Your instructions
The answer must consist of every record below, transcribed exactly.
:::::
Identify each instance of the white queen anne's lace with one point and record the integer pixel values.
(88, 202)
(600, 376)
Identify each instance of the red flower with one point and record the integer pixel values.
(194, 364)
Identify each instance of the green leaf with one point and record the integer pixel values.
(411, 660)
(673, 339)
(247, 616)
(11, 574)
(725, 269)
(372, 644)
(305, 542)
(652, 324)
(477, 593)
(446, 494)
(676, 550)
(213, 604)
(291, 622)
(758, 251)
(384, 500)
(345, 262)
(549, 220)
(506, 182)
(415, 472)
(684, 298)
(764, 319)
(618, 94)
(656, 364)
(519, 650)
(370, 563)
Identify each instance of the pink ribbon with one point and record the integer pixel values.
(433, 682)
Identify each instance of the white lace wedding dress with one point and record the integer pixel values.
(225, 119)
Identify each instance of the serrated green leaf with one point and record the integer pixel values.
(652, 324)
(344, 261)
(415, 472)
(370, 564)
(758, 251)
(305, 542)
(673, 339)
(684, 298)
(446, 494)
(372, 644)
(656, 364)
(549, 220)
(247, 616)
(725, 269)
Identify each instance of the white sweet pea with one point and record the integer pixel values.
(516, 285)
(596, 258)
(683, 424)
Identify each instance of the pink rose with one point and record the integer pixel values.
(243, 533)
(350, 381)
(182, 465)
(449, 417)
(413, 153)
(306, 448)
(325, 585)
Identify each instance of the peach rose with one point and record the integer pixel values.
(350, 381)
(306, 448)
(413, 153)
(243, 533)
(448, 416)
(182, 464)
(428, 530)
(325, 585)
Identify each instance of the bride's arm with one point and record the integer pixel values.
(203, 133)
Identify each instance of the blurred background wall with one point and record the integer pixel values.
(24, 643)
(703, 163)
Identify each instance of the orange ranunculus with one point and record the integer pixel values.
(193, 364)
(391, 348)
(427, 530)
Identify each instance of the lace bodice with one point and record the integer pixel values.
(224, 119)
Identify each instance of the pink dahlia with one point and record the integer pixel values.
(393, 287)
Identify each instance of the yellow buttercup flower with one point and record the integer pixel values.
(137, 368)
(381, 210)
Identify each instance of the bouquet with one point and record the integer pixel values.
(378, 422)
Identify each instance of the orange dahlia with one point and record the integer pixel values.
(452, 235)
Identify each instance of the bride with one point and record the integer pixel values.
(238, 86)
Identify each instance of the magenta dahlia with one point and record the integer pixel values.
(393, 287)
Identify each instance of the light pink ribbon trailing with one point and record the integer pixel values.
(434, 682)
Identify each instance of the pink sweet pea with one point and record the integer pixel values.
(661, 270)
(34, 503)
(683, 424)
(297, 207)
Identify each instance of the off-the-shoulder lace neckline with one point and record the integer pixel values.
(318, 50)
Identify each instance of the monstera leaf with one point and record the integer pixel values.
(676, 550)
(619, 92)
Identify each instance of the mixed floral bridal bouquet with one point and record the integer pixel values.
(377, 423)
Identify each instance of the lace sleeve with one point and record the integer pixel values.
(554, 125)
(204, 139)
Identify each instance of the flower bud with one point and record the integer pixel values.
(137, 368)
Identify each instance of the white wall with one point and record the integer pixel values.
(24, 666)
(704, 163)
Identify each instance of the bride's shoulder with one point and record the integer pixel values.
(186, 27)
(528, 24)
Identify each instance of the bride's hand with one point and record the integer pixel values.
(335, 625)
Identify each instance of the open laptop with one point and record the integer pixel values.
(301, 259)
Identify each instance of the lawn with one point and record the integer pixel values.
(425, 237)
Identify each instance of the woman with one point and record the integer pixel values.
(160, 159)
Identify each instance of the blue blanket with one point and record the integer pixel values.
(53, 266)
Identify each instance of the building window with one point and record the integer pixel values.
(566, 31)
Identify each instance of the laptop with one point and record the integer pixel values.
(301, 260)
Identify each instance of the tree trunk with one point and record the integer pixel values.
:::::
The answer
Identify each instance of the white queen anne's lace with one point and record the integer pixel values.
(88, 202)
(600, 376)
Identify each instance of the red flower with one point and record the integer pixel values.
(194, 364)
Identify each instance of the green leaf with one point and record the integer pixel values.
(411, 660)
(673, 339)
(247, 616)
(11, 574)
(725, 269)
(372, 644)
(305, 542)
(652, 324)
(477, 593)
(446, 494)
(676, 550)
(213, 604)
(291, 622)
(758, 251)
(384, 500)
(345, 262)
(549, 220)
(506, 182)
(415, 472)
(684, 298)
(764, 319)
(618, 94)
(656, 364)
(519, 650)
(370, 563)
Identify each instance of the pink ribbon with one point and record the integer pixel values.
(433, 682)
Identify each instance of the white lace wedding dress with one point and record the integer pixel values.
(225, 119)
Identify each instance of the serrated green leaf with one point and record the integer pixel values.
(652, 324)
(344, 261)
(415, 472)
(370, 564)
(758, 251)
(305, 542)
(673, 339)
(684, 298)
(446, 494)
(372, 644)
(656, 364)
(549, 220)
(247, 616)
(725, 269)
Identify each instance of the white sweet pea with one point and record the integer pixel values.
(516, 285)
(596, 258)
(683, 424)
Identify each instance of the pink rose with one point and record the integer pixel values.
(243, 533)
(350, 381)
(182, 465)
(449, 417)
(413, 153)
(306, 448)
(325, 585)
Identify each instance of the peach rose with one point and record the integer pixel values.
(350, 381)
(306, 448)
(413, 153)
(243, 533)
(448, 416)
(182, 464)
(428, 530)
(325, 585)
Identify each instance of the bride's arm with one point and record the integer pixel values.
(203, 133)
Identify each instance of the blurred background wall with one point and record the integer pixel values.
(24, 643)
(703, 163)
Identify each instance of the orange ranunculus with one point and record the integer pixel values.
(193, 364)
(391, 348)
(427, 530)
Identify each instance of the lace bodice with one point and record the integer pixel values.
(224, 119)
Identify each instance of the pink dahlia with one point and record the integer pixel values.
(393, 287)
Identify each instance of the yellow buttercup flower with one point and record the integer pixel values.
(137, 368)
(381, 210)
Identify each instance of the bouquet with one point and record the integer pixel values.
(378, 422)
Identify each instance of the orange dahlia with one point and record the integer pixel values.
(452, 235)
Identify each instance of the bride with one point and record the integer pixel values.
(238, 86)
Identify each instance of the magenta dahlia with one point and record the integer pixel values.
(393, 287)
Identify each instance of the light pink ribbon trailing with one point and record the integer pixel values.
(434, 682)
Identify each instance of the pink sweet pea with one point and record the integer pixel values.
(661, 270)
(34, 503)
(683, 424)
(297, 207)
Identify each instance of the off-the-shoulder lace neckline with one point and record the integer pixel values.
(318, 50)
Identify each instance of the monstera leaf with one point and record the integer pixel values.
(676, 550)
(619, 92)
Identify each instance of the mixed floral bridal bouquet with one point and record the integer pixel values.
(377, 423)
Identify each instance of the lace sleeve with one point and record the integer pixel values.
(554, 125)
(204, 139)
Identify each instance of the flower bud with one point and record the integer pixel values.
(137, 368)
Identify each instance of the white wall with one point and record the integer pixel values.
(24, 666)
(704, 163)
Identify each instance of the bride's shoulder with one point and record the integer pixel values.
(186, 27)
(528, 24)
Identify each instance of the bride's hand with one point and record the integer pixel values.
(335, 625)
Identify each instance of the open laptop with one point and record the integer pixel values.
(301, 259)
Identify each instance of the lawn with one point and record the integer pixel values.
(425, 237)
Identify each instance of the woman with one point and record the integer pixel values.
(160, 159)
Identify each instance of the blue blanket with one point and record the integer pixel values.
(53, 266)
Identify each instance of the building window with one point and record the integer pixel values.
(566, 31)
Identify each instance of the laptop with one point and record the integer pixel values.
(301, 260)
Identify each instance of the tree trunk with one point and record the integer pixel values.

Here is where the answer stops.